What to work on >>
1) In the vape tank forum thread, what did Necris put on the tank to deal with the loose juice flow adjustment?
2) Write the next part of the vape tank forum thread, picking up after its last post.

Document passage >>
------------------------------------

I ind the same with wicking.
I tend to over wick so I just aggressively trim and I'm all good.

Yet to have a dry hit on this thing.

Reactions: Like 1


----------



## Necris

Anyone having issues with seriously loose huice flow adjustment, have had to put a tank band on mine to remedy slightly


----------



## GlacieredPyro

Can't relate.

Mine isn't very tight but wouldn't move too easily.

Reactions: Like 1


----------



## cam

mine is pretty loose, but i am used to the bellus, with an airflow just as loose, so the vape band is just an added security feature.

Reactions: Like 1


----------



## Greyz

Great review @*GlacieredPyro*
This tank has just made Top 3 on my "Next Tank" shortlist.
Any comment on juice consumption - I really don't need another V12 tank

Reactions: Thanks 1


----------



## GlacieredPyro

Greyz said:


> Great review @*GlacieredPyro*
> This tank has just made Top 3 on my "Next Tank" shortlist.
> Any comment on juice consumption - I really don't need another V12 tank



Juice consumption will vary based on build.
I feel that my build is thirsty and at first thought it's a guzzler.

However once I realized that the tank is actually relatively small. (3.2ml I think) it actually was not so bad.
I do about a tank and a half if I vape normally. Which is about 5ml. 
In the crown I normally do between 8 and 16ml.

I feel it's lower but I honestly haven't watched it too closely.
It's definitely less than the crown or tfv4. More than the billow v2.
Less than a billow v2 with the chimney removed


----------



## Nightwalker

Necris said:


> Anyone having issues with seriously loose huice flow adjustment, have had to put a tank band on mine to remedy slightly





Greyz said:


> Great review @*GlacieredPyro*
> This tank has just made Top 3 on my "Next Tank" shortlist.
> Any comment on juice consumption - I really don't need another V12 tank


Two things.
1. She is thirsty, but depending on how much you vape and your build.
2. The tank is smaller inside than you think, so the juice does drop but its worth it all the way. I've noticed that once you fill up, close top and open juice holes, it drops. Deep juice wells.

So she is deep, but so worth it.

Reactions: Agree 1


----------



## cam

Juice consumption.. its, hold on need to refill... its not so.. hold on refill.. its ok.
Jokes aside its greedy, but the flavour is so intense i am considering diluting some of my juices as one or two are almost too much in here.

Reactions: Funny 2


----------



## Nightwalker

And @GlacieredPyro said what I said at same time

Reactions: Funny 1


----------



## cam

haha, think we must have all been typing at the same time as there were no other replies to the question when i started a reply...

------------------------------------

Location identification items
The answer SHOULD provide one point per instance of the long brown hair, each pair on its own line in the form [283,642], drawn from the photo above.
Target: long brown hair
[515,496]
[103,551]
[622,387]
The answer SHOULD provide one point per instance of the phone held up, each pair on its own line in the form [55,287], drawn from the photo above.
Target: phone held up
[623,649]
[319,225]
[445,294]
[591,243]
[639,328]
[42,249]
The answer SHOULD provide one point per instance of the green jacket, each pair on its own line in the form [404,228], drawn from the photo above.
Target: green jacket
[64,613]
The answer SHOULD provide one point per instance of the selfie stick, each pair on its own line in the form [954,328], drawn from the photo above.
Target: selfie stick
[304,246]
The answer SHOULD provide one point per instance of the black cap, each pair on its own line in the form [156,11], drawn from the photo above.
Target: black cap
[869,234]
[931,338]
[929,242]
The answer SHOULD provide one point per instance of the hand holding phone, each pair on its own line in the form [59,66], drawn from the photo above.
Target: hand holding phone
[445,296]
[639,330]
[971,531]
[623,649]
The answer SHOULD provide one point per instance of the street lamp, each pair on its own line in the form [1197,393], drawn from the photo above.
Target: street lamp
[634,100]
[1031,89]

------------------------------------

The responses >>
1) A tank band.

2)
Reactions: Agree 2


----------



## Greyz

Nightwalker said:


> Two things.
> 1. She is thirsty, but depending on how much you vape and your build.
> 2. The tank is smaller inside than you think, so the juice does drop but its worth it all the way. I've noticed that once you fill up, close top and open juice holes, it drops. Deep juice wells.
> 
> So she is deep, but so worth it.



Essentially I want something lighter than my TFV4 but heavier than my Cubis. This seems to kind of fit that profile - obviously leaning more towards the heavy side. But hey, you can't make clouds if you don't burn juice right?



cam said:


> Juice consumption.. its, hold on need to refill... its not so.. hold on refill.. its ok.
> Jokes aside its greedy, but the flavour is so intense i am considering diluting some of my juices as one or two are almost too much in here.



LMAO, I know this feeling too well. The TF is terribly thirsty yet the flavour is so intense that you can't top vaping. I bought some Mountain Vape Gush @R250 and said I'd take it easy in the TF. 30min and 10ml later I wanted to cry


----------



## cam

Although i do have 2 mean claptons in there, so mine is running about as thirsty as it will get, will try her with a more economical coil next, i am pretty sure she will still deliver with a much less complex, and more economical coil.


----------



## method1

With the current build, mine is going through a tank in about 7 seconds. 

Ok I'm exaggerating… 15 seconds.

Reactions: Like 1 | Funny 4


----------



## Greyz

GlacieredPyro said:


> Juice consumption will vary based on build.
> I feel that my build is thirsty and at first thought it's a guzzler.
> 
> However once I realized that the tank is actually relatively small. (3.2ml I think) it actually was not so bad.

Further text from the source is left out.